Task goal |
Every record is to be restated exactly, with nothing left out.

*** Information provided ***

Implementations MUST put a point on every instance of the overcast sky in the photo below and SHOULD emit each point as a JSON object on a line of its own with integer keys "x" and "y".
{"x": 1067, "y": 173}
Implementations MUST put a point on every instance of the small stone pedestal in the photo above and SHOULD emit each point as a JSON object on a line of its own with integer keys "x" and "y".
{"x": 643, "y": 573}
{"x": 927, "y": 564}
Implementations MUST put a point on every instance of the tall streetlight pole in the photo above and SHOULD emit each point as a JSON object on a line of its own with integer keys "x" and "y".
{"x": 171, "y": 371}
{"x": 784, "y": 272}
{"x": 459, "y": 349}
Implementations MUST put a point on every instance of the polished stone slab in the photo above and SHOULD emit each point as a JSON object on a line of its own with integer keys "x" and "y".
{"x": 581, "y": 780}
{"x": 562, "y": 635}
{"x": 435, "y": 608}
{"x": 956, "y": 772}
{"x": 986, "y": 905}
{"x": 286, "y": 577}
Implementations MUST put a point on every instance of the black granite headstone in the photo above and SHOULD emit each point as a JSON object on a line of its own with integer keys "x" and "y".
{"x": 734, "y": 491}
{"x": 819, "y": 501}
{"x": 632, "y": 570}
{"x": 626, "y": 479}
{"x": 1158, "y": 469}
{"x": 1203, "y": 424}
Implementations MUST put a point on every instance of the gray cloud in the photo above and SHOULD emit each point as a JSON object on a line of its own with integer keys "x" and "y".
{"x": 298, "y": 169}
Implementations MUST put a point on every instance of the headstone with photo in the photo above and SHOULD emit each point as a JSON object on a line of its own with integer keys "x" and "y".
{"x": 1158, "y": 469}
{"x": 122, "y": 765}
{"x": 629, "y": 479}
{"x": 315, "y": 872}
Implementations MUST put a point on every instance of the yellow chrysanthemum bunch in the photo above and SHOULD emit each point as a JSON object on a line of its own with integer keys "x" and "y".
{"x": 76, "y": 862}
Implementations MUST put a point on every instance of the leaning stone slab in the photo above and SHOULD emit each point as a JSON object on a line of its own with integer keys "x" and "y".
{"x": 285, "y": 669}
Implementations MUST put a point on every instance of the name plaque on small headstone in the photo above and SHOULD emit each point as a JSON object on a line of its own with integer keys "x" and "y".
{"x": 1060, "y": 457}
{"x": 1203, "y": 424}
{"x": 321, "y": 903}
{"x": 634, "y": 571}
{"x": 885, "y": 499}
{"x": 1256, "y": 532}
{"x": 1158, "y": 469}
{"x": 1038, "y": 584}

*** End of Information provided ***

Exercise output |
Implementations MUST put a point on every instance of the overcast sky in the photo below and SHOULD emit each point as a JSON object on a line of its own with integer keys "x" and "y".
{"x": 1067, "y": 173}
Implementations MUST put a point on every instance of the small stone pedestal in the photo above and SHOULD emit each point as a JSON object on a line of its own with integer keys "x" and "y".
{"x": 643, "y": 573}
{"x": 927, "y": 564}
Implementations MUST put a point on every instance of the tall streetlight pole in the photo above and SHOULD emit each point as a JSON object on a line of its own with integer keys "x" and "y".
{"x": 171, "y": 371}
{"x": 784, "y": 272}
{"x": 459, "y": 349}
Implementations MUST put a point on every instance of the polished stone slab in the photo above and SHOULD emit each point as a JSON object on a line of its own with integer keys "x" and "y".
{"x": 581, "y": 780}
{"x": 562, "y": 635}
{"x": 435, "y": 608}
{"x": 956, "y": 772}
{"x": 986, "y": 905}
{"x": 286, "y": 577}
Implementations MUST put a point on every instance of the black granite headstone in the photo above and SHOULD emit each point as a JSON object on a line of its own with integer keys "x" and "y".
{"x": 734, "y": 491}
{"x": 819, "y": 501}
{"x": 632, "y": 570}
{"x": 626, "y": 479}
{"x": 1158, "y": 469}
{"x": 1203, "y": 424}
Implementations MUST put a point on every instance of the gray cloud in the photo above and SHOULD emit each point as a JSON object on a line of its own with integer keys "x" and "y".
{"x": 298, "y": 169}
Implementations MUST put a point on every instance of the headstone with photo in the photo above and SHOULD emit each point as a JSON object on a line of its own with integer keys "x" and "y".
{"x": 1158, "y": 469}
{"x": 122, "y": 765}
{"x": 629, "y": 479}
{"x": 315, "y": 872}
Implementations MUST put a point on every instance of the yellow chrysanthemum bunch in the photo above and SHOULD emit each point as a JSON object on a line of its own with integer keys "x" and "y".
{"x": 76, "y": 862}
Implementations MUST put a point on every instance of the leaning stone slab in the photo above and SHOULD emit each point as a JSON object on a line of its own with integer keys "x" and "y".
{"x": 285, "y": 669}
Implementations MUST put a point on every instance of the name plaque on small headstone in the photo above and SHOULD emit each point as a JSON object on a line of its own with integer keys "x" and "y".
{"x": 1060, "y": 457}
{"x": 1203, "y": 424}
{"x": 321, "y": 903}
{"x": 634, "y": 571}
{"x": 885, "y": 499}
{"x": 1256, "y": 532}
{"x": 1158, "y": 469}
{"x": 1038, "y": 584}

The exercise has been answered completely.